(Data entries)
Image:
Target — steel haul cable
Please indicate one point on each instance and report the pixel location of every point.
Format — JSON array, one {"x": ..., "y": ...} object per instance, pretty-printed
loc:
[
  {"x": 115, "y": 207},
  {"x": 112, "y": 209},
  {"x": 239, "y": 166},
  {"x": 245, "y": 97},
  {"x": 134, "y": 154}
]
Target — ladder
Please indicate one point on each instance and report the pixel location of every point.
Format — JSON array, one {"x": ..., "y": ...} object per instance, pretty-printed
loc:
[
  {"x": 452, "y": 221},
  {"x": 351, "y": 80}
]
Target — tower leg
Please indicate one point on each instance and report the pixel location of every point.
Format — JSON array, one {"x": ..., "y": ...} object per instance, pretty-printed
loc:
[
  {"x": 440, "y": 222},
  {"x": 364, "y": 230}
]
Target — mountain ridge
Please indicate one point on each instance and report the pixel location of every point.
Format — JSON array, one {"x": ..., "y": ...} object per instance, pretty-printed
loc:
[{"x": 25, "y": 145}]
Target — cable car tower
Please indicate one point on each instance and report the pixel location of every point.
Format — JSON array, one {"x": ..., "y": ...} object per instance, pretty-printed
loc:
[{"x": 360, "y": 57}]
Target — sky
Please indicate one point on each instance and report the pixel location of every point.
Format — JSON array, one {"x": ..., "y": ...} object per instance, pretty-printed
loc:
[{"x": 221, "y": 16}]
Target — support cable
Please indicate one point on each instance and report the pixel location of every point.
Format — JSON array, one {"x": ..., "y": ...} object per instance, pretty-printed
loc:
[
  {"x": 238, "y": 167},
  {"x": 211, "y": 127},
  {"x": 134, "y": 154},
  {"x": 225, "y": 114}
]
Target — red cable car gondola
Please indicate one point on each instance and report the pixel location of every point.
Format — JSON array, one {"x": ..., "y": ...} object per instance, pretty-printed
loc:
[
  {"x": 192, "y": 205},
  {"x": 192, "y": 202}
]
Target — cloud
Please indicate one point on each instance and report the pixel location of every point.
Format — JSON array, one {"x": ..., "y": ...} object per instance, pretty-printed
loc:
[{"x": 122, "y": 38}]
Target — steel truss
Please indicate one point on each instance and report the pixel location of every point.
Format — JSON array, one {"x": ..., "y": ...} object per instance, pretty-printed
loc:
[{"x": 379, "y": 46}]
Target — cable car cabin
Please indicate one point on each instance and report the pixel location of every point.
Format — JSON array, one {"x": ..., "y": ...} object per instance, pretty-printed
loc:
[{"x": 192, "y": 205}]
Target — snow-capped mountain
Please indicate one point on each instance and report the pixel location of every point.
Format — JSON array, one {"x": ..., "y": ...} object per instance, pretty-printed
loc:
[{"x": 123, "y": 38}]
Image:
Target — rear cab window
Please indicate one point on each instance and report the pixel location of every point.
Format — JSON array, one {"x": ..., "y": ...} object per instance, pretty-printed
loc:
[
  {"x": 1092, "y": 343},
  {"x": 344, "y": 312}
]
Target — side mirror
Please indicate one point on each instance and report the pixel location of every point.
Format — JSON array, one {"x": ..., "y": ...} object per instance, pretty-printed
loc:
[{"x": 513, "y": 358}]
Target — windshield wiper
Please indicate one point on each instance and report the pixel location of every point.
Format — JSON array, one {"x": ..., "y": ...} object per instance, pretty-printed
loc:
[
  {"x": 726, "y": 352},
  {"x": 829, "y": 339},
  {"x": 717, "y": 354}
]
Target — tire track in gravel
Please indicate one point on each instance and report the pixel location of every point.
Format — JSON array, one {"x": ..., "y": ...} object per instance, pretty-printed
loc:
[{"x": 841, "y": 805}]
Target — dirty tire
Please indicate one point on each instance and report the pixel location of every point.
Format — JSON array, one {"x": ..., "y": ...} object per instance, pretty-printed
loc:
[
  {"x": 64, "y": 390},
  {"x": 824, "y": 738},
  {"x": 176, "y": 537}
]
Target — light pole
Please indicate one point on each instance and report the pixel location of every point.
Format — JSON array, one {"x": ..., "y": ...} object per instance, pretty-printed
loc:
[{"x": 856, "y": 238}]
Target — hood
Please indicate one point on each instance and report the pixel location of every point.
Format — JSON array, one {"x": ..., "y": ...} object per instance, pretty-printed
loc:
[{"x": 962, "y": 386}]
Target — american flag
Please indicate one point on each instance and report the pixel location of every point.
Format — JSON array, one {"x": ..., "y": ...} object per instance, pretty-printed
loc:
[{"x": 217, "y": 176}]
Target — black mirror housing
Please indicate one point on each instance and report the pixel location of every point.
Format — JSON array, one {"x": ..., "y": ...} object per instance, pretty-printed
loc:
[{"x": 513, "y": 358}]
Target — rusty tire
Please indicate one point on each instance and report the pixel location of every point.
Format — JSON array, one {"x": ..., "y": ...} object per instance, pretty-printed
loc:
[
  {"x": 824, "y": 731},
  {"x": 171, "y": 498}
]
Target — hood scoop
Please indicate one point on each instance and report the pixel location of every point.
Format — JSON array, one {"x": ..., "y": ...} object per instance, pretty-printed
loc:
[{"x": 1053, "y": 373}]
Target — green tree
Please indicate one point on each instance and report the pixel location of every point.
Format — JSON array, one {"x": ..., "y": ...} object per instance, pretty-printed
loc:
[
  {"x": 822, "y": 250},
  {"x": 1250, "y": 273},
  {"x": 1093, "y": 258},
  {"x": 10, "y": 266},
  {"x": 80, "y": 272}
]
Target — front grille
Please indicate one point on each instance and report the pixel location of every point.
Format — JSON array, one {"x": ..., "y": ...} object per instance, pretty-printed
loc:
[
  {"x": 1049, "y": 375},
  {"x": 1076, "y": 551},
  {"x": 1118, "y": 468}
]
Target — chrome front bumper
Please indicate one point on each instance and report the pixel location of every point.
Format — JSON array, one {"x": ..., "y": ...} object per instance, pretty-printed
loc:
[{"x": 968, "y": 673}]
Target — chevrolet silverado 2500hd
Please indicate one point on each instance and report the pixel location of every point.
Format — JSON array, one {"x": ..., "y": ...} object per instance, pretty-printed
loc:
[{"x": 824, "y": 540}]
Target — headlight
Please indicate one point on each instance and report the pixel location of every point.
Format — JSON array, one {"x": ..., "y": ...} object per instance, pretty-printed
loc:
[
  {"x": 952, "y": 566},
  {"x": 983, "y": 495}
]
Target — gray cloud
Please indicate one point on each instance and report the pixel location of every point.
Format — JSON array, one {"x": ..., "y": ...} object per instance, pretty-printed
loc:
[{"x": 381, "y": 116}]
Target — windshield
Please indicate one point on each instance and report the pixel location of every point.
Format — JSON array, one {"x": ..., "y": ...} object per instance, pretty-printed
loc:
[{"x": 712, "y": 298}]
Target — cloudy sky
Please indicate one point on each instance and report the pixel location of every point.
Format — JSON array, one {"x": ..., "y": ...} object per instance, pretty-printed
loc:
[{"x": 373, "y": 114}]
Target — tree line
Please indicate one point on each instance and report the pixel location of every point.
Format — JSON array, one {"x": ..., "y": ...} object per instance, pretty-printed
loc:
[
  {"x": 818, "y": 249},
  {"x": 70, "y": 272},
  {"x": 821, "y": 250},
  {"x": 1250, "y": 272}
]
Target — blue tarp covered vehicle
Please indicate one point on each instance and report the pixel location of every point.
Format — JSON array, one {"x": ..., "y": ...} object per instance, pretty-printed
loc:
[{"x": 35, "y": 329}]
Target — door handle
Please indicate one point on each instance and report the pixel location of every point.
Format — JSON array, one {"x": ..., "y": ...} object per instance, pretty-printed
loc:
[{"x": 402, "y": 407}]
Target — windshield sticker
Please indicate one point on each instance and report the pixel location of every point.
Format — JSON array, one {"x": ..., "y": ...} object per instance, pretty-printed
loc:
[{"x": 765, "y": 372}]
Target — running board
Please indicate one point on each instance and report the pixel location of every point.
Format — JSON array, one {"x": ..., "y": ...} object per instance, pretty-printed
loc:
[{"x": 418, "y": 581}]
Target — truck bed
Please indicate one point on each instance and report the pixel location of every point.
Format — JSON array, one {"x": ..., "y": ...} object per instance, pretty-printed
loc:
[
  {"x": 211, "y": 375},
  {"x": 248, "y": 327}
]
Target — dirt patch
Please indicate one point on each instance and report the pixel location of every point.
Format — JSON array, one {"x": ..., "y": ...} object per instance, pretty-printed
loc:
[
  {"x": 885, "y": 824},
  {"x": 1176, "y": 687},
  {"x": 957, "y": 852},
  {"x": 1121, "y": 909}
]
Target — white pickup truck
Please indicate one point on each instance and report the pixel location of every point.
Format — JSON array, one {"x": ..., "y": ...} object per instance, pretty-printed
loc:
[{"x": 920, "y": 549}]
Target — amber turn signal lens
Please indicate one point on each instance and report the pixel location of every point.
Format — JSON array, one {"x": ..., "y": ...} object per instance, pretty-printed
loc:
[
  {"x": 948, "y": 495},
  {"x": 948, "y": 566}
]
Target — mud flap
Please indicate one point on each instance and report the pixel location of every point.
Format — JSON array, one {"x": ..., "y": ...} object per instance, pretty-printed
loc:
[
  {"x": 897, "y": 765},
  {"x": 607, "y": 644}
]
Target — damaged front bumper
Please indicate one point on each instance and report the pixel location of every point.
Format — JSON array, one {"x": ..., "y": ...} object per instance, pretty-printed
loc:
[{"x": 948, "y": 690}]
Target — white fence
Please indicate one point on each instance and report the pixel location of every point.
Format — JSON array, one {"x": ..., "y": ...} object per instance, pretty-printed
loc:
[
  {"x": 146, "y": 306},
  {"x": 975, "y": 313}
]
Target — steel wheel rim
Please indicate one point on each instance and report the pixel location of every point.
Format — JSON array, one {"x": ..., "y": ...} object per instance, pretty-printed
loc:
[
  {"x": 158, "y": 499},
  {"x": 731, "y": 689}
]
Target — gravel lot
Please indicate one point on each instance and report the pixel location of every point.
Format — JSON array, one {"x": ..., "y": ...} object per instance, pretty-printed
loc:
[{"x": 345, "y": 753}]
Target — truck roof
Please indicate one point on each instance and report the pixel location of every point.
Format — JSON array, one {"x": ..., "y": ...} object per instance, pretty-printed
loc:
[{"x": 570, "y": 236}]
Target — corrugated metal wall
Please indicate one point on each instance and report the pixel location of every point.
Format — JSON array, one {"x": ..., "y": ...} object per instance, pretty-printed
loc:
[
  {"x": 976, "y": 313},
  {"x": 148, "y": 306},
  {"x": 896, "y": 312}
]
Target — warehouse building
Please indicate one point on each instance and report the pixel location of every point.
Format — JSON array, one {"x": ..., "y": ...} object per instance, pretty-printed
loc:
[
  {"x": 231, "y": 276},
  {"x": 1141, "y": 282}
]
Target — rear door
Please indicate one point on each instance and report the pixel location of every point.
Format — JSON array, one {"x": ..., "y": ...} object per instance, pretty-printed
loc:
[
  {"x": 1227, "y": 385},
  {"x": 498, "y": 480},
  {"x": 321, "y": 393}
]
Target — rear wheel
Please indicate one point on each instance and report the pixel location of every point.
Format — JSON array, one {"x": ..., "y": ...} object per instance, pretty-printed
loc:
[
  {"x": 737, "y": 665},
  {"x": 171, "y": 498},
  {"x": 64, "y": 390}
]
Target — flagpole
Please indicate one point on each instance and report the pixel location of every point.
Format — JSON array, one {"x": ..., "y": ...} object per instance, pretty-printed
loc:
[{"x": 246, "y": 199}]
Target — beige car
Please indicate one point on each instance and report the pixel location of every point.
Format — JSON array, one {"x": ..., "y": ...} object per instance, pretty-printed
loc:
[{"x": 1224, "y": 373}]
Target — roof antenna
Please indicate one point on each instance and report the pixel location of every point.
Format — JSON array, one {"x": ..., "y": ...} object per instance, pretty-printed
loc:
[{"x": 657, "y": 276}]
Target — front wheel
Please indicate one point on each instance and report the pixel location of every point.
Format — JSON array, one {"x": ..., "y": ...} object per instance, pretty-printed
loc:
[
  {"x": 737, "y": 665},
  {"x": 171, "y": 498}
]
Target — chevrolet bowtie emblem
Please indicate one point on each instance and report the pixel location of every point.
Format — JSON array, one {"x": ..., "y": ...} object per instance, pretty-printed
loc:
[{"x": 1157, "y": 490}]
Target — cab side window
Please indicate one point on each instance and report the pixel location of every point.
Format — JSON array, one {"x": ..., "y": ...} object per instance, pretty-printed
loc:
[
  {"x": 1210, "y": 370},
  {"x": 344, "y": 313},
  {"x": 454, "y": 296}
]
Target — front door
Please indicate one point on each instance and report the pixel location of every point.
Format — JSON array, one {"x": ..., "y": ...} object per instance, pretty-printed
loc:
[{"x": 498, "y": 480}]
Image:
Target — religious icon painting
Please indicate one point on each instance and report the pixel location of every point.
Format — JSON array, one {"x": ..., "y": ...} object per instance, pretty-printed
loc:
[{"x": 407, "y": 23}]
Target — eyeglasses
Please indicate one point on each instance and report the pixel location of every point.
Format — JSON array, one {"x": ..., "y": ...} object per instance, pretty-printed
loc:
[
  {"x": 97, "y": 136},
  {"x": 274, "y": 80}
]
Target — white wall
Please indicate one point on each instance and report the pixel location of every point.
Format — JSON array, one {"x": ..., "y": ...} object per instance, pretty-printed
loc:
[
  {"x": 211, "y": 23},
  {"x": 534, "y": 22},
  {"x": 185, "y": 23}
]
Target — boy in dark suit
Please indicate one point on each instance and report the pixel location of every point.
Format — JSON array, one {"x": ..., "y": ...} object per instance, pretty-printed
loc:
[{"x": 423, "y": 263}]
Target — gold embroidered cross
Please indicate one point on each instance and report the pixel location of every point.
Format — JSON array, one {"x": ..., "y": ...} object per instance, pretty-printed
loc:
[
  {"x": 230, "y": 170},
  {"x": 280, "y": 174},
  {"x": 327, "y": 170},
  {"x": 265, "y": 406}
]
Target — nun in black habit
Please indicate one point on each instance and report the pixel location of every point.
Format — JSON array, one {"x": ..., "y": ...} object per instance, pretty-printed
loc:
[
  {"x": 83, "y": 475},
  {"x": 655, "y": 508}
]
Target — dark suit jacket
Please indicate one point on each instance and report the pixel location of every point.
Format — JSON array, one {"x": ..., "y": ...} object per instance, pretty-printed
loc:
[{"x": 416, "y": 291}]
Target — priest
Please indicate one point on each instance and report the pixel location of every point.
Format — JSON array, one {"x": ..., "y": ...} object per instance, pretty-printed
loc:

» What is expected
From the records above, copy only the lines starting with the line that holds "Target — support cable" and going on through the line that holds "Target — steel truss", exactly as written.

» Your solution
Target — support cable
Please indicate one point on each instance and report the pixel location of every point.
Format — JSON array, one {"x": ..., "y": ...} object per instance, pretty-printed
loc:
[
  {"x": 238, "y": 167},
  {"x": 211, "y": 127},
  {"x": 134, "y": 154},
  {"x": 225, "y": 114}
]
Target — red cable car gondola
Please indicate one point on each instance and report the pixel location of every point.
Format — JSON array, one {"x": ..., "y": ...} object per instance, pretty-printed
loc:
[
  {"x": 192, "y": 205},
  {"x": 192, "y": 202}
]
Target — cloud
Please indicate one point on each instance and report the pixel location of every point.
Format — JSON array, one {"x": ..., "y": ...} object per instance, pretty-printed
loc:
[{"x": 122, "y": 38}]
Target — steel truss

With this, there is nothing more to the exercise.